▸ **Task to carry out**:
In the text on ad feature importance, which kind of feature contributes mainly to Clicked predictions?

▸ **Given text**:
—————

Defining labels / names for dense and sparse features.

In [14]:

dense_names = ['d{}'.format(i) for i in range(attr_dense.shape[1])]
sparse_names = ['s{}'.format(i) for i in range(attr_sparse.shape[1])]

names = dense_names + sparse_names

Below we visualize feature importance scores for five different Ads, color-coded in five different colors that were predicted as Clicked with 0.999 prediction score. X-axis corresponds to the input features and y-axis to the attribution scores. The first 13 features correspond to dense and the last 26 to sparse features. As we can see, the sparse features primarily contribute to Clicked predictions whereas dense, contribute to both Clicked and Non-Clicked predictions.

—————

▸ **Extracted data**:
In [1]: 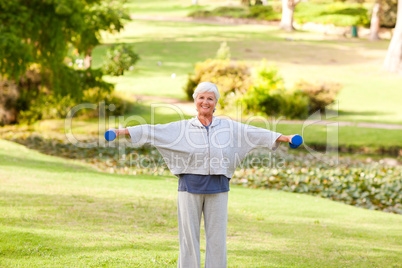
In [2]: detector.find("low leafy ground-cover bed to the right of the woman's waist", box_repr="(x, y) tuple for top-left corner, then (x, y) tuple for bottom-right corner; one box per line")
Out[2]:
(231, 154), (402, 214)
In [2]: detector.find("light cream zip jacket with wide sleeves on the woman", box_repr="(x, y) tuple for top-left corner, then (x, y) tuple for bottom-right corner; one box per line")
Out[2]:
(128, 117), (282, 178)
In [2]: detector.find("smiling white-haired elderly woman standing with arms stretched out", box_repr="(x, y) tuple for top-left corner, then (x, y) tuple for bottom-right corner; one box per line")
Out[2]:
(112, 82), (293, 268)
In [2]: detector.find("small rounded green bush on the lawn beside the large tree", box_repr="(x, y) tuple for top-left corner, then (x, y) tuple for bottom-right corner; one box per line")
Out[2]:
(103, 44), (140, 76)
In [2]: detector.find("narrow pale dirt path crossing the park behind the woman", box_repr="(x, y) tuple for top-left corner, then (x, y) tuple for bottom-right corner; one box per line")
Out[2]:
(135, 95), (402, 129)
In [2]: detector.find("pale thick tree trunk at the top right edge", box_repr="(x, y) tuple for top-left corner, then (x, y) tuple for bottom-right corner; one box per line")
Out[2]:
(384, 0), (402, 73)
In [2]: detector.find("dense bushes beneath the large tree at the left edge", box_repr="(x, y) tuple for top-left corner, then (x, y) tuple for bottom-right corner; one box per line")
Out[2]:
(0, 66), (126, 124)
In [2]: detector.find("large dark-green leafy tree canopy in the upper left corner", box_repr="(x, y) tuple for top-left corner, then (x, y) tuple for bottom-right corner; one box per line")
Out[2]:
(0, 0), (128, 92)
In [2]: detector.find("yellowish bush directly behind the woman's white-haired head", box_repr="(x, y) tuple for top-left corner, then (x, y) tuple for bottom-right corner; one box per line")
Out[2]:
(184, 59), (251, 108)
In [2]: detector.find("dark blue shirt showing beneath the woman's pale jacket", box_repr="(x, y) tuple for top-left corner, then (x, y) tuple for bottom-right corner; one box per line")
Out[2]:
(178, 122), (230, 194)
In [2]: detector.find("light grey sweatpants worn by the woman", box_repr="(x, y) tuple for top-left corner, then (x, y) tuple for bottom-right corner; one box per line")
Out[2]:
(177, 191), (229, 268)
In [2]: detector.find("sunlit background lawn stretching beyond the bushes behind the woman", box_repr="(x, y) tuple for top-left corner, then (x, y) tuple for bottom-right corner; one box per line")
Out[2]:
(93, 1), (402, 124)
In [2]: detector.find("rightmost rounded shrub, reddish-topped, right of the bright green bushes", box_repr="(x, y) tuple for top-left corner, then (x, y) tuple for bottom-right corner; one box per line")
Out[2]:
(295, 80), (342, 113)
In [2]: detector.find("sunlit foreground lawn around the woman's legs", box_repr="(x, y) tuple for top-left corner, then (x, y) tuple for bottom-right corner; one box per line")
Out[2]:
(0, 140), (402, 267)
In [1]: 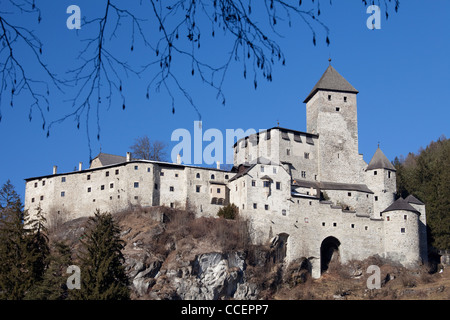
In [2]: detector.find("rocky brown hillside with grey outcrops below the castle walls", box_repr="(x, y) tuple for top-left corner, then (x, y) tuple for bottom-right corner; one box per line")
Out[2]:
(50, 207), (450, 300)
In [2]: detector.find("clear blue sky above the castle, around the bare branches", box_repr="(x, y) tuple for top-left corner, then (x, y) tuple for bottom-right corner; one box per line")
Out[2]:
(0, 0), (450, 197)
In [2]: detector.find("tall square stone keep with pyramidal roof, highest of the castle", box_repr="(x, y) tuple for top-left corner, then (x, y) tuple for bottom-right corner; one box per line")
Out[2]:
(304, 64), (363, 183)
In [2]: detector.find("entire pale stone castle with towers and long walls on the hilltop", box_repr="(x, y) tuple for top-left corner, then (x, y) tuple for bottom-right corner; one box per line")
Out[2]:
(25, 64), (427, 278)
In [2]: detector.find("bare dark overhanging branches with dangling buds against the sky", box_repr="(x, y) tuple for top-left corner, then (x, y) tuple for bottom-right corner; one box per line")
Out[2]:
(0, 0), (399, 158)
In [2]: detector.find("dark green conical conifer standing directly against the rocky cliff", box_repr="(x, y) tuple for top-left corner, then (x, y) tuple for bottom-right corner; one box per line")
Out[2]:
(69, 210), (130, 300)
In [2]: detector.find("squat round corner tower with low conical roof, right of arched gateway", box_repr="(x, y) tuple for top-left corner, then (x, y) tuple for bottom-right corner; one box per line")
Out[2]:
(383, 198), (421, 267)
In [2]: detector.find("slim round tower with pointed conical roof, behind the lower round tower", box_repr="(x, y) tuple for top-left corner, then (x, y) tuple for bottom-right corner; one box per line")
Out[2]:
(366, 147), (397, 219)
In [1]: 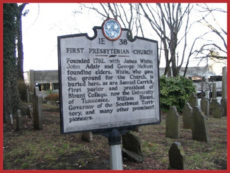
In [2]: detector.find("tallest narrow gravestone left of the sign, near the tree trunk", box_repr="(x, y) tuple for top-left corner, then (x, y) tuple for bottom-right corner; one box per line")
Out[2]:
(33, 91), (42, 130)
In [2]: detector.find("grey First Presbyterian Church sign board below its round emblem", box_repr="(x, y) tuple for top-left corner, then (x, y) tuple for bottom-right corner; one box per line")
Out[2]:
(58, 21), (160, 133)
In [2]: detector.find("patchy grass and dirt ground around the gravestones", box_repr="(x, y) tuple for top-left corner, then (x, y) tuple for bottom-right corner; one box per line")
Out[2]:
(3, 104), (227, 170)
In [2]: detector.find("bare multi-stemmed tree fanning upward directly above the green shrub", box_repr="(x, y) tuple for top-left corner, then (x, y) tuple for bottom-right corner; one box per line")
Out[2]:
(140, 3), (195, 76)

—————

▸ **Answer section**:
The sparse features contribute mainly to Clicked predictions.